本文:
小野 浩美(ジャパ・ベトナム・スタッフ)



 民間支援団体、ジャパ・ベトナムは1990年に設立され、12年に渡ってベトナムの復興、自立を目指す小さなプロジェクトに支援を行ってきました。その多くは、貧しい農村地域の基盤整備的なプログラムに向けられていますが、都市部では、ホーチミン市のスラム住民の自立をサポートするバン・グループと、ストリートチルドレンのケアを行うタオダンの活動に対する支援を続けてきています。
 ベトナムでは10年程前からエイズ問題が社会問題化されていますが、都市の貧しいコミュニティに住む住民やストリートチルドレンは、麻薬常用やセックスワ-カーなどHIVに感染しやすい生活を送っていることが多く、エイズはこれらの人々に最も深刻な打撃を与えています。バン・グループは早くからエイズ問題に着目し、近年この取り組みに最も力を入れ、貧しい地域で予防のための広報活動やエイズ患者のケアなどを行っています。一方ストリートチルドレンに対しては、HIVに感染した貧しい若者が自立的に生活できるよう、職業訓練やメンタルケアを行うための「希望の家」が、2000年にタオダンへの支援者によって設立されました。
 ホーチミン市の底辺部で、HIV/AIDS問題と格闘する2つのグループの活動を通して見た、ベトナムのエイズ問題を報告します。
  患者の第一例がアメリカで報告されたのは、1981年のことです。エイズの歴史は今年で22年になります。
 第一例が報告された2年後の1983年には、原因となるウイルスがフランスとアメリカで特定され、さらに2年後の1985年には、抗体検査(HIVウイルスに感染したかどうかを調べる検査)が開発されています。医学面から見たエイズ問題は、非常に速いテンポで解明がされ、薬の開発もされてきました。

やること:
1. ベトナムのエイズ問題の文章から、「小野 浩美(ジャパ・ベトナム・スタッフ)」から「ムのエイズ問題を報告します。」までを、両端の語句も含めて一字一句そのまま書き写してください。
2. ベトナムのエイズ問題の文章をもとに、次の問いに答えてください。
(a) ジャパ・ベトナムが設立されたのは何年ですか。
(b) 「希望の家」が設立されたのは何年ですか。
(c) エイズ患者の第一例が報告されたのはどこの国ですか。
3. ベトナムのエイズ問題の文章を、最後の文のあとから引き継いで書き進めてください。
次のデータは、ベトナムのエイズ問題の文章とは別の出典から取ったものです。

検討するデータ:
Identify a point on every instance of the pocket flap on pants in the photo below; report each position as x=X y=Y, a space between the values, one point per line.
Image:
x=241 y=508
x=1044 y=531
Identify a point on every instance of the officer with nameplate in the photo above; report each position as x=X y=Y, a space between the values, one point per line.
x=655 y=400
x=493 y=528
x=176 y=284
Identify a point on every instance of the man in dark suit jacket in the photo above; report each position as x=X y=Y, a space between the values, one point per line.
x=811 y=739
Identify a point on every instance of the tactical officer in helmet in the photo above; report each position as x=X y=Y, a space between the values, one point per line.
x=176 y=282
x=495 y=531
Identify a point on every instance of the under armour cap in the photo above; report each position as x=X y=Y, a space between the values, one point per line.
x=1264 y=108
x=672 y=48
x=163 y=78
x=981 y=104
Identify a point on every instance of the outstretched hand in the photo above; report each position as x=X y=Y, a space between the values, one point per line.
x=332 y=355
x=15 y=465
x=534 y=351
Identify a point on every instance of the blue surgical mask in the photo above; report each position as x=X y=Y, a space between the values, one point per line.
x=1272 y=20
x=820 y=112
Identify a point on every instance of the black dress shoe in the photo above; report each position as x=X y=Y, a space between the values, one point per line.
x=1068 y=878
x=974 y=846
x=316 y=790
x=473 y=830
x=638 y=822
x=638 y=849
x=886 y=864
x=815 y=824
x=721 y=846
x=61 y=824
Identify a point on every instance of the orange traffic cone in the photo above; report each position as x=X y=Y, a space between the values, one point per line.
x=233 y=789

回答一覧:
1.
小野 浩美(ジャパ・ベトナム・スタッフ)



 民間支援団体、ジャパ・ベトナムは1990年に設立され、12年に渡ってベトナムの復興、自立を目指す小さなプロジェクトに支援を行ってきました。その多くは、貧しい農村地域の基盤整備的なプログラムに向けられていますが、都市部では、ホーチミン市のスラム住民の自立をサポートするバン・グループと、ストリートチルドレンのケアを行うタオダンの活動に対する支援を続けてきています。
 ベトナムでは10年程前からエイズ問題が社会問題化されていますが、都市の貧しいコミュニティに住む住民やストリートチルドレンは、麻薬常用やセックスワ-カーなどHIVに感染しやすい生活を送っていることが多く、エイズはこれらの人々に最も深刻な打撃を与えています。バン・グループは早くからエイズ問題に着目し、近年この取り組みに最も力を入れ、貧しい地域で予防のための広報活動やエイズ患者のケアなどを行っています。一方ストリートチルドレンに対しては、HIVに感染した貧しい若者が自立的に生活できるよう、職業訓練やメンタルケアを行うための「希望の家」が、2000年にタオダンへの支援者によって設立されました。
 ホーチミン市の底辺部で、HIV/AIDS問題と格闘する2つのグループの活動を通して見た、ベトナムのエイズ問題を報告します。

2.
(a) 1990年
(b) 2000年
(c) アメリカ

3.
 HIV/AIDS問題を医学面から見ると、感染源や感染ルートがはっきりしていて(血液、精液、膣分泌液、母乳)、こんなに予防しやすい病気はありません。正しい知識とそれに基づいた予防行動を行えば、誰でも簡単な方法でHIVの感染から身を守ることができます。しかも、HIVウイルスの感染力は、とても弱いものです。
 急速な感染の拡がりに対して、国際的な取り組みも早くからなされ、1985年には第1回国際エイズ会議が行われています。1996年には、国連合同エイズ計画もスタートし、世界規模でこの問題への取り組みがなされています。
 2001年末時点で、世界でHIV/AIDSと共に生きる人は4,000万人、エイズによる死者は2,000万人と推定されています。誰にでもできる予防法があり、薬の開発も画期的に進歩してきたにもかかわらず、何故22年間で、こんなにも感染が拡がり、これをくい止めることができないのでしょうか。
 爆発的な拡がりを見せているのはアフリカであり、そしてアジアが続いています。感染が拡がる原因は、それぞれの国によって具体的事情は異なりますが、第一に途上国に於いて、予防のための教育活動が人々に行き渡らず、必要な知識が届いていないという問題があります。そこには、教育制度の普及や人権意識の浸透の度合いの問題が大きく影響していると思われます。
 第2の問題として、HIVは主要に性行動を通して感染しますが、性行動をめぐる従来の習慣や社会通念、価値観、感覚などを変え、行動を変えていくことが困難という問題があります。例として、アフリカのある国では、できるだけ沢山の子供を生んだ女性をよしとする社会的価値観があり、コンドームの使用を普及する上での障害になっています。日本では若者の性行動がオープンになってきていますが、それに伴う意識や行動の変容が追いつかず、若年層のHIV感染は増加してきています。
 エイズ問題を解決していくには、人々の意識や社会システムを変革していく、地道な息の長い道のりが必要とされています。
 医療体制からエイズ問題を見る時、国の経済レベルの違いによって感染者・患者の置かれている状況は天と地ほどにも異なっています。日本を含む先進国では、1996年にカクテル療法が開発され、薬によってエイズ発症をコントロールする可能性は画期的に進歩しました。これらの国々ではエイズはすでに死に至る病ではなく、慢性疾患という認識に変わろうとしています。先進国の感染者にとってHIV/AIDSは、まさに共に生きる問題となってきています。しかし医療的恩恵を受けることのできない途上国の感染者にとっては、発症すると為すすべもなく死に至る病なのです。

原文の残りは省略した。